Extracts from box-labeled datasets:
====

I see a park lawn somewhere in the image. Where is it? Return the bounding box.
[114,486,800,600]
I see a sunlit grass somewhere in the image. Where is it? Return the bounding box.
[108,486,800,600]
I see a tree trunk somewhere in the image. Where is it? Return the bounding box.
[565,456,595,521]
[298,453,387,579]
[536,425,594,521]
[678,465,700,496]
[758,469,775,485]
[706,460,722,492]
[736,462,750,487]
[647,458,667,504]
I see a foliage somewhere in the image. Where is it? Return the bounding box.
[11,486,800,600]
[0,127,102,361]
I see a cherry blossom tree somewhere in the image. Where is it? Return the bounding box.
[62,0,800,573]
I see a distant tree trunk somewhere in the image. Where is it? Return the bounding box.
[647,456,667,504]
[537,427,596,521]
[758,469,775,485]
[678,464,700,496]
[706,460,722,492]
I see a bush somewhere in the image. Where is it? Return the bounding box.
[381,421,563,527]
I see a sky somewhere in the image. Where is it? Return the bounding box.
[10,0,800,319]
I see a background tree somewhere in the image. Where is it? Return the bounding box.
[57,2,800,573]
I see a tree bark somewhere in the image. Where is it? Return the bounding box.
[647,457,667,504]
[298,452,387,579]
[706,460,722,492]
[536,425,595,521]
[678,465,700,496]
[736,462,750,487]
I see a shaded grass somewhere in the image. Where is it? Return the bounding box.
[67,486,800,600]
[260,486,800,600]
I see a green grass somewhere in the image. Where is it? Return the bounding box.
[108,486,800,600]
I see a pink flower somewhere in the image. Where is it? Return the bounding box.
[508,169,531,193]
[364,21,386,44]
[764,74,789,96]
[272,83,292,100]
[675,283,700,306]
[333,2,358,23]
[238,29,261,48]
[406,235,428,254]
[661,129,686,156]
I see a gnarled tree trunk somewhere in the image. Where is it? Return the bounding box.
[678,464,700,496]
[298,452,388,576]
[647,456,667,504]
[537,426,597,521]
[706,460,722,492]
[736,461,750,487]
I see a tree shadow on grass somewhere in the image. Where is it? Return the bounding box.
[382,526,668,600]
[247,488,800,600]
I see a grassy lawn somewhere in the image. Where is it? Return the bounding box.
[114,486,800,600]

====

WORK REQUIRED: Render every line of the records above as a Markdown table with a No. column giving the row number and a Line column giving the line itself. Leave out any blank lines.

EXERCISE OUTPUT:
| No. | Line |
|---|---|
| 1 | I see a park lawn somewhere in the image. Where is it? Return the bounding box. |
| 2 | [114,486,800,600] |
| 3 | I see a sunlit grass somewhere in the image. Where is it? Return the bounding box. |
| 4 | [108,486,800,600] |
| 5 | I see a tree trunk somewhere in the image. Where is it? Return the bounding box. |
| 6 | [565,456,595,521] |
| 7 | [298,453,387,579] |
| 8 | [536,425,594,521] |
| 9 | [678,465,700,496] |
| 10 | [758,469,775,485] |
| 11 | [706,460,722,492] |
| 12 | [736,462,750,487] |
| 13 | [647,458,667,504] |
| 14 | I see a foliage somewhere in the image. Where is it? Return the bounding box. |
| 15 | [11,486,800,600] |
| 16 | [0,127,102,361] |
| 17 | I see a cherry blossom tree somewhere in the image. Where is it? Return the bounding box. |
| 18 | [62,0,800,573] |
| 19 | I see a distant tree trunk somewhere in the image. Where is it? Return the bounding box. |
| 20 | [647,456,667,504] |
| 21 | [537,427,596,521] |
| 22 | [758,469,775,485] |
| 23 | [678,464,700,496] |
| 24 | [706,460,722,492] |
| 25 | I see a bush somewhere in the image. Where is it? Return the bounding box. |
| 26 | [381,421,563,527] |
| 27 | I see a sky somewhere in the image. Where is it? Return the bounding box. |
| 28 | [10,0,800,319] |
| 29 | I see a background tree somewhere in the image. Where is it? Return the bounding box. |
| 30 | [57,2,800,573] |
| 31 | I see a tree bark somewhere in the image. Where is it? Return the bounding box. |
| 32 | [647,457,667,504] |
| 33 | [298,452,387,579] |
| 34 | [706,460,722,492] |
| 35 | [536,425,595,521] |
| 36 | [678,465,700,496] |
| 37 | [736,462,750,487] |
| 38 | I see a shaded grass somewhere in the image. Where is it? Return the bounding box. |
| 39 | [67,486,800,600] |
| 40 | [260,486,800,600] |
| 41 | I see a green grass somewhere in the image. Where is it? Return the bounding box. |
| 42 | [108,486,800,600] |
| 43 | I see a pink flower somewhere in the image. Where is it? Return the bounding box. |
| 44 | [508,169,531,193] |
| 45 | [364,21,386,44] |
| 46 | [764,74,789,96] |
| 47 | [272,83,292,100] |
| 48 | [675,283,700,306] |
| 49 | [333,2,358,23] |
| 50 | [238,29,261,48] |
| 51 | [406,235,428,254] |
| 52 | [661,129,686,156] |
| 53 | I see a gnarled tree trunk somewhere in the image. Where is it? Return the bounding box. |
| 54 | [678,464,700,496] |
| 55 | [298,452,388,576] |
| 56 | [647,456,667,504] |
| 57 | [537,426,597,521] |
| 58 | [706,460,722,492] |
| 59 | [736,461,750,487] |
| 60 | I see a tree shadow on grass somewhere in the image. Where is it? Return the bounding box. |
| 61 | [382,526,668,600] |
| 62 | [247,488,800,600] |
| 63 | I see a grassy lawn somewhere in the image. Where is it? Return the bounding box. |
| 64 | [114,486,800,600] |